#### Data for this task
□ □ □

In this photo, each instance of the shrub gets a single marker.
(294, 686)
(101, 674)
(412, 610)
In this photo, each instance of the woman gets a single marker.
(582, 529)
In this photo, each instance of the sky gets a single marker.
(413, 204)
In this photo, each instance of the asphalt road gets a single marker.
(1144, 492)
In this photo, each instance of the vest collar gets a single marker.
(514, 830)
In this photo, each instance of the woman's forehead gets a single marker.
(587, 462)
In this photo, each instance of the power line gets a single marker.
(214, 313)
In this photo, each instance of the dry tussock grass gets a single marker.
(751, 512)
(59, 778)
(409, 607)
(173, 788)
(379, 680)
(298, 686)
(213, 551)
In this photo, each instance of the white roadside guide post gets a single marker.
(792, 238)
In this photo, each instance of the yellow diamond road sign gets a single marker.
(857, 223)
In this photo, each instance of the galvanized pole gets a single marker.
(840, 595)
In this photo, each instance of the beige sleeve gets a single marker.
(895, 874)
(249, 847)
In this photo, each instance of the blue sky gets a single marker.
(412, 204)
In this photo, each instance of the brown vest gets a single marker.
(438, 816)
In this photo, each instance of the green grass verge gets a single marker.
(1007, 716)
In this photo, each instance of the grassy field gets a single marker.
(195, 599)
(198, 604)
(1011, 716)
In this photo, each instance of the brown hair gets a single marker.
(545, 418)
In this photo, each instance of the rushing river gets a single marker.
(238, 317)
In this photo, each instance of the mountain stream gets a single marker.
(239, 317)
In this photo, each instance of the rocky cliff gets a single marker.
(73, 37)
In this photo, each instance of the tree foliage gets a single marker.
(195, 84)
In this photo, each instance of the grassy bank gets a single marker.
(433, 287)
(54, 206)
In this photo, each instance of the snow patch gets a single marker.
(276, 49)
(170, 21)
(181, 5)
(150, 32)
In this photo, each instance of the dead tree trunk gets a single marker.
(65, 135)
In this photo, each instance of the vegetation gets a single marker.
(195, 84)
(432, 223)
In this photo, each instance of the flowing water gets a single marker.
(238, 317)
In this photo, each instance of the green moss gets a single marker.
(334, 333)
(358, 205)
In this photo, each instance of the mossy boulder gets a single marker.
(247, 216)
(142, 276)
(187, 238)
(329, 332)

□ □ □

#### Instructions to follow
Write out, word for word, all lines from the line that holds "In this photo, each instance of the flowing" through the last line of the listing, with both end lines kept.

#### Solution to this task
In this photo, each instance of the flowing water gets a single marker.
(238, 317)
In this photo, each instance of the green moss gets a single marker.
(334, 333)
(358, 205)
In this photo, each instance of the mossy boulder gets a single marker.
(247, 216)
(142, 276)
(187, 238)
(329, 332)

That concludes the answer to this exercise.